• [PAGE TEXT]
— BEGIN —

Respondents in Division proceedings can, however, request to subpoena third parties, which can be valuable considering the paucity of other discovery tools.  But getting the Division to issue a subpoena is not easy or intuitive.  This article, therefore, provides an overview of the subpoena process in adjudicatory proceedings before the Division.

 Discovery in Division Proceedings

Under the Division’s rules, respondents have no right to propound interrogatories or requests for documents.  950 C.M.R. § 10.01 et seq.  Instead, the Division has held that RICE is only required to produce documents it identifies as exhibits in its pre-trial memorandum.  Conversely, RICE may issue subpoenas even before an adjudicatory proceeding has begun.  M.G.L. c. 110A, § 407(b).

Subpoenas can mitigate this imbalance, as there are many scenarios in which third parties will hold key information. For example, in insider trading cases, establishing whether information is material or obtained in violation of a fiduciary duty could depend upon information held by the third-party company whose shares were traded. With third-party subpoenas, respondents can gain advance notice of the evidence upon which RICE may rely at trial while also potentially obtaining exculpatory evidence which RICE would otherwise not be obligated to produce.

Right to Issue of Subpoenas

How do respondents obtain subpoenas in Division proceedings?  At first, the answer may seem straightforward. Under M.G.L. c. 30A, § 12(3):

Any party to an adjudicatory proceeding shall be entitled as of right to the issue of subpoenas in the name of the agency conducting the proceeding. The party may have such subpoenas issued by a notary public or justice of the peace, or he may make written application to the agency, which shall forthwith issue the subpoenas requested.

That is, respondents appear entitled to subpoenas “as of right.”

The Division’s position, however, is that Section 12(3) does not apply to its adjudicatory proceedings because M.G.L. c. 110A, § 407(b) supplants it.  See, e.g., In the Matter of Blinder, Robinson, & Co., Docket No. E-85-27, 1986 Mass. Sec. LEXIS 63 (Mass Sec. Div. April 30, 1986). As the reasoning goes, under Section 407(b), the Division “may” issue subpoenas, but is not required to, and therefore, there is a conflict between Section 12(3) and Section 407(b).  And where Section 407(b) deals specifically with the Division but Section 12(3) is merely a default rule applicable to all agencies, Section 407(b) prevails.  Accordingly, respondents in Division proceedings are subject to 950 C.M.R. § 10.09(l), which requires a respondent to make a “written application” for a subpoena to the Presiding Officer, who “may” grant the application.

— END —

• [WHAT TO DO]
1. From the subpoena article, please retype the passage from "Any party to" up to and including "the subpoenas requested.".
2. Decide whether each statement agrees with the subpoena article. Answer yes or no and quote the words that settle it.
(a) Under the Division's rules, respondents may propound interrogatories.
(b) RICE may issue subpoenas before an adjudicatory proceeding has begun.
(c) Under 950 C.M.R. § 10.09(l), a respondent applies for a subpoena to a notary public.
3. List every statute and regulation that the subpoena article cites, counting each one once.

• [STORED RECORDS]
— BEGIN —

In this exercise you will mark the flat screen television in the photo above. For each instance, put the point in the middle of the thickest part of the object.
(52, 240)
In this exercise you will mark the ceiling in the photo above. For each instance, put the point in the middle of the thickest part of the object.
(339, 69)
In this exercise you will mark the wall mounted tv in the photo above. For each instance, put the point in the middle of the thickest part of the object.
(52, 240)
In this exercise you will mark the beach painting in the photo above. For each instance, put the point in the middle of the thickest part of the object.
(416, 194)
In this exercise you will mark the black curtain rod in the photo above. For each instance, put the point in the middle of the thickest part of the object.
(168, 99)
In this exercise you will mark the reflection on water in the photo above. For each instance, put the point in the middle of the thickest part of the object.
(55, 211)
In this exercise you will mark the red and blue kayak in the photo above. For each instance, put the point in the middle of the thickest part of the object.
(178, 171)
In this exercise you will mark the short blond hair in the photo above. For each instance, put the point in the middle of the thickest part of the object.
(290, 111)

— END —

• [OUTPUTS FOR THE TASKS]
1.
Any party to an adjudicatory proceeding shall be entitled as of right to the issue of subpoenas in the name of the agency conducting the proceeding. The party may have such subpoenas issued by a notary public or justice of the peace, or he may make written application to the agency, which shall forthwith issue the subpoenas requested.

2.
(a) No: "respondents have no right to propound interrogatories or requests for documents."
(b) Yes: "RICE may issue subpoenas even before an adjudicatory proceeding has begun."
(c) No: "requires a respondent to make a “written application” for a subpoena to the Presiding Officer"

3.
950 C.M.R. § 10.01 et seq.
M.G.L. c. 110A, § 407(b)
M.G.L. c. 30A, § 12(3)
950 C.M.R. § 10.09(l)